(Records excerpted from a collection)
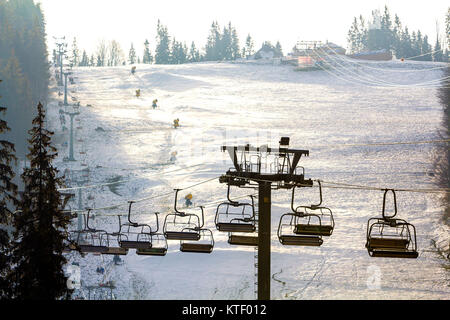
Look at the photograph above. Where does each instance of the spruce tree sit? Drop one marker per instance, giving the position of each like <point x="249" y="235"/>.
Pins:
<point x="147" y="57"/>
<point x="194" y="54"/>
<point x="41" y="226"/>
<point x="249" y="46"/>
<point x="438" y="55"/>
<point x="75" y="53"/>
<point x="8" y="193"/>
<point x="132" y="55"/>
<point x="162" y="53"/>
<point x="84" y="60"/>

INSTRUCTIONS FOR THE TASK
Exclude the pictures. Write out the remaining data exactly.

COMPLETED EXERCISE
Look at the photograph above. Where does each instance of the spruce tree sit? Drop one marker per instance, giving the position of each like <point x="249" y="235"/>.
Pins:
<point x="147" y="57"/>
<point x="194" y="54"/>
<point x="41" y="226"/>
<point x="249" y="46"/>
<point x="438" y="55"/>
<point x="75" y="53"/>
<point x="8" y="193"/>
<point x="132" y="55"/>
<point x="162" y="53"/>
<point x="84" y="60"/>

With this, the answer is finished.